▶ [What is asked]
Reproduce, word for word, the complete blog post below about the dinner with Greg and Nicole, from its title through its final line.

▶ [Passage provided]
⁂

Va…Va….Va…VOOM!

I spent a recent evening at dinner w/ an amazing guy friend whom shall be called Greg and another girl, Nicole, a friend of ,my bestie,  Ariel. Ariel was supposed to be meeting us, but called after we’d all arrived at the restaurant to say she wouldn’t make it.

The food was great. But the chemistry between Greg and Nicole (both single) was far more interesting than the Pan Asian fusion on our plates. After a bit of unexplained akwardness which I assumed was because Nicole didn’t know either me or Greg, I realize they’ve been friends for a bit. As the evening wore on and Nicole opened up, their banter and cheesy smiles and a million shared interests hinted that maybe there had been more between them at some point. And if not, there should be more than friendship between them in the future.

Hmmm.

Greg excuses himself from the table to take a call and leaves me to chat with Nicole, who I’ve only met in passing several times before. In short, she is single, attractive, and childless w/ a warm heart and a smile that lights up any room. She has common sense, is well read, intelligent, and articulate. Her hobbies include cooking (favorite) and decorating and she is a self-described neat freak. Oh, and she’s a journalist for the newspaper, has a side hustle too and believes in traditional relationship roles, ie let a man be a man, whatever the hell that means.

As far as I can tell, there is nothing wrong with this woman. She’s great, so great that if I were a man, I would date her.

I ask her, ”may I speak freely?” and she agees that I may. So I just say flat out: ”what’s the deal with you and Greg? You guys have great chemistry and you’d be totally cute together.”

⁂

▶ [Data provided]
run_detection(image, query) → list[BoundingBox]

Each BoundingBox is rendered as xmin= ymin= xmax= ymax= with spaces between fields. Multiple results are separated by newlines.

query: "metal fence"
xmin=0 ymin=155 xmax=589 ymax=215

⁂

▶ [Written answer]
Va…Va….Va…VOOM!

I spent a recent evening at dinner w/ an amazing guy friend whom shall be called Greg and another girl, Nicole, a friend of ,my bestie,  Ariel. Ariel was supposed to be meeting us, but called after we’d all arrived at the restaurant to say she wouldn’t make it.

The food was great. But the chemistry between Greg and Nicole (both single) was far more interesting than the Pan Asian fusion on our plates. After a bit of unexplained akwardness which I assumed was because Nicole didn’t know either me or Greg, I realize they’ve been friends for a bit. As the evening wore on and Nicole opened up, their banter and cheesy smiles and a million shared interests hinted that maybe there had been more between them at some point. And if not, there should be more than friendship between them in the future.

Hmmm.

Greg excuses himself from the table to take a call and leaves me to chat with Nicole, who I’ve only met in passing several times before. In short, she is single, attractive, and childless w/ a warm heart and a smile that lights up any room. She has common sense, is well read, intelligent, and articulate. Her hobbies include cooking (favorite) and decorating and she is a self-described neat freak. Oh, and she’s a journalist for the newspaper, has a side hustle too and believes in traditional relationship roles, ie let a man be a man, whatever the hell that means.

As far as I can tell, there is nothing wrong with this woman. She’s great, so great that if I were a man, I would date her.

I ask her, ”may I speak freely?” and she agees that I may. So I just say flat out: ”what’s the deal with you and Greg? You guys have great chemistry and you’d be totally cute together.”